GIVEN TEXT:
⟨

Jackson v. Florence Thread Co.

Per Curiam.

Samuel Jackson (hereinafter called the -workman) was injured by an accident arising out of and in the course of his employment by the Florence Thread Company (hereinafter called the employer). The accident happened November 21st, 1928. No formal petition for compensation under the Workmen’s Compensation act was filed until July 27th, 1932, when the workman filed the petition now in question. That petition alleged, among other things, permanent disability. The employer’s answer admitted that notice of the accident was given to it on the date of the accident.

At the hearing before the workmen’s compensation bureau, the employer moved to dismiss the petition on the ground that it was barred by the statute of limitations. That motion ivas granted by the deputy commissioner. An appeal was taken by the workman to the Burlington Court of Common Pleas and the dismissal was affirmed. The workman then obtained this writ of certiorari and now questions the propriety of that judgment.

*775The -workman contends that the petition should not have been dismissed, because the failure to file reports, particularly the so-called second report, as required by the act {Pamph. L. 1924, p. 401), deprived the employer of the defense of the statute of limitations.

We think there is merit in this contention.

⟩

[Point localization items]
⟨

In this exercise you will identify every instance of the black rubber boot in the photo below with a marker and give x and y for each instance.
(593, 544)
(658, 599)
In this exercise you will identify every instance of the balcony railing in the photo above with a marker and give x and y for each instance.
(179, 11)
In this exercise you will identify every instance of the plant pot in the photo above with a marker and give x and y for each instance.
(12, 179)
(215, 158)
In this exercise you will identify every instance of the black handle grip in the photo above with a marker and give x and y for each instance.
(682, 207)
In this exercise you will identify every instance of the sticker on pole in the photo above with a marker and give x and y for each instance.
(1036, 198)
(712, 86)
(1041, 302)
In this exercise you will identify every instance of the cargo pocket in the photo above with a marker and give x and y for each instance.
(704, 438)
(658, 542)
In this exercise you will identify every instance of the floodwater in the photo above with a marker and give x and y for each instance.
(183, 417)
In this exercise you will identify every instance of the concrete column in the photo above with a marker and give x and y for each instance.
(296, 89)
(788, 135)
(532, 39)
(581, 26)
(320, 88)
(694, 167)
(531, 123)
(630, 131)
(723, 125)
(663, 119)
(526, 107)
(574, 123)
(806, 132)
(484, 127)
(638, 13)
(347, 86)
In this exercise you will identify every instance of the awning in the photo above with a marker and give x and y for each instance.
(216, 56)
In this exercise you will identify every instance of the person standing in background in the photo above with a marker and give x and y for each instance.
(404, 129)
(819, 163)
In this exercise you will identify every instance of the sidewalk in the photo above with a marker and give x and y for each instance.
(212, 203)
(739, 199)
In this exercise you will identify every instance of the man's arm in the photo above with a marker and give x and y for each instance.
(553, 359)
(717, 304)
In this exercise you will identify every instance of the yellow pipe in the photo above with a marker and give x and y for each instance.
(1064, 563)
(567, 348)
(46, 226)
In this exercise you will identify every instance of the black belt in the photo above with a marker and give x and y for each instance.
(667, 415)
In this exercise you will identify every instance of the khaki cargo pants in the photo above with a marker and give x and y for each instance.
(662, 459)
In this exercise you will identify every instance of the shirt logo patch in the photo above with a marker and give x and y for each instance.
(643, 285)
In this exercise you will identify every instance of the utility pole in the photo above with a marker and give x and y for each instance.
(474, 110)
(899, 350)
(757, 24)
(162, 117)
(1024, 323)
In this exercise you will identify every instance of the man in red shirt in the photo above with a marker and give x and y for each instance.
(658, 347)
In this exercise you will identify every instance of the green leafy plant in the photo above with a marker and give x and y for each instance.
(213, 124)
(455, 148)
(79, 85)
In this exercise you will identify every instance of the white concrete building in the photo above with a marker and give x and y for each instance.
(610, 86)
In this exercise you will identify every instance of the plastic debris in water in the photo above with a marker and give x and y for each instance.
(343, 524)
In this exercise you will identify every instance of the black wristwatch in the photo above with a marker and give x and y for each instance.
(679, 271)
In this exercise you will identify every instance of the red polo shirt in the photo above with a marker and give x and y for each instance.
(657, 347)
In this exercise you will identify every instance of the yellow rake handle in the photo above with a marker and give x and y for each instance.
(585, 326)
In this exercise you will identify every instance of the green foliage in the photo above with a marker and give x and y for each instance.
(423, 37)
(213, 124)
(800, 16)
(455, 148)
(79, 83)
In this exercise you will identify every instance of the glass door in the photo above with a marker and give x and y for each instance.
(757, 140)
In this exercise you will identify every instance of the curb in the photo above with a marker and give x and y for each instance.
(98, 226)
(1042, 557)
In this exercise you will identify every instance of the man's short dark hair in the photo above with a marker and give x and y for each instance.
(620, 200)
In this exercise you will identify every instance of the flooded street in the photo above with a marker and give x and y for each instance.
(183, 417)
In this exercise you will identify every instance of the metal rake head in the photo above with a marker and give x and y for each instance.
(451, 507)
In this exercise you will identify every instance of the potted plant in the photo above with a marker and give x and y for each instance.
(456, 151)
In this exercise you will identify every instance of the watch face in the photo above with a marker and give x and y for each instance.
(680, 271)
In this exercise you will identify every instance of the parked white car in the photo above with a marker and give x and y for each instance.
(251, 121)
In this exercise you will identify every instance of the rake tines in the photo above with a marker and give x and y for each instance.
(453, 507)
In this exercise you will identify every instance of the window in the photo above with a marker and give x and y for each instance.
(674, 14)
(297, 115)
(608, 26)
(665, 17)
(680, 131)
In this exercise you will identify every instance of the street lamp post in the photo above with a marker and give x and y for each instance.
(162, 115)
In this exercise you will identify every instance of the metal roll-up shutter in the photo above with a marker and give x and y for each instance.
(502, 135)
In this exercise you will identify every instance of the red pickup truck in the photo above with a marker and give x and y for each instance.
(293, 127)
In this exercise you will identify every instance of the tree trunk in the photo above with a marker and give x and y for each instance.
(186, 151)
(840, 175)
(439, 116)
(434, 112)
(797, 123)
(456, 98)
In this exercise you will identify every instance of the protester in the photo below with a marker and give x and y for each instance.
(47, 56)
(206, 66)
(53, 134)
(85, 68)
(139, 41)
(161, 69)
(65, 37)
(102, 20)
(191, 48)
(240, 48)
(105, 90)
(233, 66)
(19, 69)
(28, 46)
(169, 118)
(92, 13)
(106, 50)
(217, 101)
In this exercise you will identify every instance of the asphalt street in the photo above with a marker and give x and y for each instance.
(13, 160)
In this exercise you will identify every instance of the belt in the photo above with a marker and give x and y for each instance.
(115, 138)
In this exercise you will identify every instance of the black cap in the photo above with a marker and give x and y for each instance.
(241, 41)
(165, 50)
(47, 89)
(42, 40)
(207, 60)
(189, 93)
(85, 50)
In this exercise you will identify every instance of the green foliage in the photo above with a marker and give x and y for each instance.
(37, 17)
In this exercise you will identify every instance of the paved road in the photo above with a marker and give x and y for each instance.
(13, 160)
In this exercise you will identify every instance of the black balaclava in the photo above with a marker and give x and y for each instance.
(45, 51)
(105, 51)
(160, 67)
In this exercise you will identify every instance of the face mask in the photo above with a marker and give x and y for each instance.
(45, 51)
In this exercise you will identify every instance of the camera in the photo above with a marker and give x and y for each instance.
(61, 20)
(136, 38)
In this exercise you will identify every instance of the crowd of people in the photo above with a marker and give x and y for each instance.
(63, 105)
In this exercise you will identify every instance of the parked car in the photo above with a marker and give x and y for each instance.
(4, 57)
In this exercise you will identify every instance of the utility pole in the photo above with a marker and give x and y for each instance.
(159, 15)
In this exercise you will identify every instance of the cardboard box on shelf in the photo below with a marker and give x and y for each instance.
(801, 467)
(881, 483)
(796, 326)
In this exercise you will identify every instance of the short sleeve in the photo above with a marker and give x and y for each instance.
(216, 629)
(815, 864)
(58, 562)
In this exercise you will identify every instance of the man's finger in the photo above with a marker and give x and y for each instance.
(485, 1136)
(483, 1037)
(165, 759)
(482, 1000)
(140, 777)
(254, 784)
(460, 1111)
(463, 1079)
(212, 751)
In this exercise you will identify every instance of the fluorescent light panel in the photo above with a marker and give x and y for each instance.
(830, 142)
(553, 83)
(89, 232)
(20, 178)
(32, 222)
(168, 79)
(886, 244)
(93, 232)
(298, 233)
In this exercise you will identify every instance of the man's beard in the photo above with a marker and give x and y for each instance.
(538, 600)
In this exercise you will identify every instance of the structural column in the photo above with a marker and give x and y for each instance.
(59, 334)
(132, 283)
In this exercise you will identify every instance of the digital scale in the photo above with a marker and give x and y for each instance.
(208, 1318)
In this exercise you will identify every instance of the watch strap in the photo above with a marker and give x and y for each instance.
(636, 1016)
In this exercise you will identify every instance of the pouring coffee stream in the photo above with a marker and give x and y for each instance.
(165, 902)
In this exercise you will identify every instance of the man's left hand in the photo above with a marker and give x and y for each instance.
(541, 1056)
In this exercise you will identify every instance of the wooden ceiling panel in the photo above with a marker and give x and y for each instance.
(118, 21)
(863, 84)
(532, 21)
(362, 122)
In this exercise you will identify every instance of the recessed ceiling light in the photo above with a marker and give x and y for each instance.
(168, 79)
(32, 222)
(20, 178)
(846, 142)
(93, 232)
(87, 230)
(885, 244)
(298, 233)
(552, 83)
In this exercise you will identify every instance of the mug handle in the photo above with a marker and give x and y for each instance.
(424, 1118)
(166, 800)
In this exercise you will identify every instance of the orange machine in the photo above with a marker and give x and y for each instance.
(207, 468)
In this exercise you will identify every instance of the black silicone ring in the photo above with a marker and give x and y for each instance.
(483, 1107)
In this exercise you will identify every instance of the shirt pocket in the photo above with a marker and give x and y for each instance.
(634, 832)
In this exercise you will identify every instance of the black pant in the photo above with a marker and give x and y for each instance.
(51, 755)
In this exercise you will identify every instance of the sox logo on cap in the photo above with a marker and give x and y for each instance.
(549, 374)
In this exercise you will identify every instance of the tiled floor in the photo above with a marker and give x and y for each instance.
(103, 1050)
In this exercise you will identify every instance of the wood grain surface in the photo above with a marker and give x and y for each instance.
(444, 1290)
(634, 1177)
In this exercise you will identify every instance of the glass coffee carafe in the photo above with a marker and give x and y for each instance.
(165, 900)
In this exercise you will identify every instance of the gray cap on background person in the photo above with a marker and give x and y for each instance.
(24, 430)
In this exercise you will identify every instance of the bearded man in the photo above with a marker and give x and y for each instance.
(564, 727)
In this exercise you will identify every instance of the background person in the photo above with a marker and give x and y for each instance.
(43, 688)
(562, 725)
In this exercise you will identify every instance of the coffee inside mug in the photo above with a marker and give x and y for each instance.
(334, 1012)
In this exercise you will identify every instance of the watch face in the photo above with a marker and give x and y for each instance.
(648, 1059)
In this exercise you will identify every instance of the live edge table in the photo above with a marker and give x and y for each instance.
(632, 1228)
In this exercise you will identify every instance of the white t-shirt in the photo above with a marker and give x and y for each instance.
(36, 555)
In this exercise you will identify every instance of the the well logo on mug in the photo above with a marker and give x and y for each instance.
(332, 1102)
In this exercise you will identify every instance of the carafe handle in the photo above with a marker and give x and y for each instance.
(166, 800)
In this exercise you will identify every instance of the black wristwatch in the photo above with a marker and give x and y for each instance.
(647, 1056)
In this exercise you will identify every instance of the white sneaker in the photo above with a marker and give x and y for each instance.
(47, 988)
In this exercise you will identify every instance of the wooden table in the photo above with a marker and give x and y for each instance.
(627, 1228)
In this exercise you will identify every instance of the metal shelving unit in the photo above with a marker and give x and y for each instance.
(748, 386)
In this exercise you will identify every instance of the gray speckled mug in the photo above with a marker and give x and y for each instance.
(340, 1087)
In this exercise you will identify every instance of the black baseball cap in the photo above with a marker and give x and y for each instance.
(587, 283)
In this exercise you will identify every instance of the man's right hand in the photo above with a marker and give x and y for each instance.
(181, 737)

⟩

EXERCISE DETAILS:
Output the court opinion in full, reproducing every line without change. Draw only on the court opinion.

ANSWER TO THE PROBLEM:
Jackson v. Florence Thread Co.

Per Curiam.

Samuel Jackson (hereinafter called the -workman) was injured by an accident arising out of and in the course of his employment by the Florence Thread Company (hereinafter called the employer). The accident happened November 21st, 1928. No formal petition for compensation under the Workmen’s Compensation act was filed until July 27th, 1932, when the workman filed the petition now in question. That petition alleged, among other things, permanent disability. The employer’s answer admitted that notice of the accident was given to it on the date of the accident.

At the hearing before the workmen’s compensation bureau, the employer moved to dismiss the petition on the ground that it was barred by the statute of limitations. That motion ivas granted by the deputy commissioner. An appeal was taken by the workman to the Burlington Court of Common Pleas and the dismissal was affirmed. The workman then obtained this writ of certiorari and now questions the propriety of that judgment.

*775The -workman contends that the petition should not have been dismissed, because the failure to file reports, particularly the so-called second report, as required by the act {Pamph. L. 1924, p. 401), deprived the employer of the defense of the statute of limitations.

We think there is merit in this contention.